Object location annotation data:
(begin)

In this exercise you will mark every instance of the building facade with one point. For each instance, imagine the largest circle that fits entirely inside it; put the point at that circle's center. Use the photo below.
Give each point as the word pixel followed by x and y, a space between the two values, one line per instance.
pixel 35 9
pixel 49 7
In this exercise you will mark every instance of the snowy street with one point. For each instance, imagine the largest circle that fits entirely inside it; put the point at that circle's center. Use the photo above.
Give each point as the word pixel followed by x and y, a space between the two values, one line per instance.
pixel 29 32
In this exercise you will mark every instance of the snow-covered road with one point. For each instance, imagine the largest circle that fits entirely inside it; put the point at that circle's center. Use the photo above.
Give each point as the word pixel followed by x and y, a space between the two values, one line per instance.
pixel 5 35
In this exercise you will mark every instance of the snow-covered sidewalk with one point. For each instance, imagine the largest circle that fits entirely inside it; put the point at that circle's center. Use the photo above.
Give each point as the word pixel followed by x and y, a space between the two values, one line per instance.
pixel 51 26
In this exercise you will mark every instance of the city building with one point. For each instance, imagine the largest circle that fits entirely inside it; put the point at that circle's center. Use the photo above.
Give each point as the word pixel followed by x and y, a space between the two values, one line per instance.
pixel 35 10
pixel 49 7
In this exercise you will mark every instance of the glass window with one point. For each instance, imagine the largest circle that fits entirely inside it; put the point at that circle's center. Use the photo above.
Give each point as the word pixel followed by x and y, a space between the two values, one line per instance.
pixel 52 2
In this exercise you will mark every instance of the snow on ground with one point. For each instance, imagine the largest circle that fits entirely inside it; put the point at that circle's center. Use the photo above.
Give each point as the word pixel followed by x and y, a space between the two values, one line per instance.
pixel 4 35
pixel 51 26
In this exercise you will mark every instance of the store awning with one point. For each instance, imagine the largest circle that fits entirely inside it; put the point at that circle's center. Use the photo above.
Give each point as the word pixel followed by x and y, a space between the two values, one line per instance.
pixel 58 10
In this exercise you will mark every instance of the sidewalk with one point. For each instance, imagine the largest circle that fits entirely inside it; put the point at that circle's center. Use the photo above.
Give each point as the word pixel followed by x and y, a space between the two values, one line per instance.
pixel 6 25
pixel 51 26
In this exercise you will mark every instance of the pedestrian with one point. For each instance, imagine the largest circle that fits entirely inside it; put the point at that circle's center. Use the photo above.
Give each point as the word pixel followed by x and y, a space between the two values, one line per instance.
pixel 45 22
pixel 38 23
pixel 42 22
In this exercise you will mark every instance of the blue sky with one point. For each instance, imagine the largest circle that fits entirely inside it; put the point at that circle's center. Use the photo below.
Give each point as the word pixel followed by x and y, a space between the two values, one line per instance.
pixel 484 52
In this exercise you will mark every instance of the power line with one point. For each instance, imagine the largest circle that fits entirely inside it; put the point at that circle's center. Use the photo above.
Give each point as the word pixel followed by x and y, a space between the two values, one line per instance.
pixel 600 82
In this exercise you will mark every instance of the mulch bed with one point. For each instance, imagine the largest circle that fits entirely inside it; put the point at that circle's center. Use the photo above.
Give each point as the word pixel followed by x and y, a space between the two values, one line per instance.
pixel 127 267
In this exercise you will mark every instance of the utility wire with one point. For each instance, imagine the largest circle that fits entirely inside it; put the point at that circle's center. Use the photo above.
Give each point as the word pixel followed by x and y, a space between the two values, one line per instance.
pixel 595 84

(end)

[Problem details]: Copy every line of the entries in full, starting at the line containing "In this exercise you will mark every instance of the blue" and ending at the line containing "pixel 484 52". Shift each coordinate in the answers by -107.

[Answer in full]:
In this exercise you will mark every instance of the blue sky with one point. For each instance, imagine the largest circle that fits entirely inside it; put the point at that circle's center. Use the photo below.
Give each point as the word pixel followed by x and y, a space between the two values, one line per instance.
pixel 377 -55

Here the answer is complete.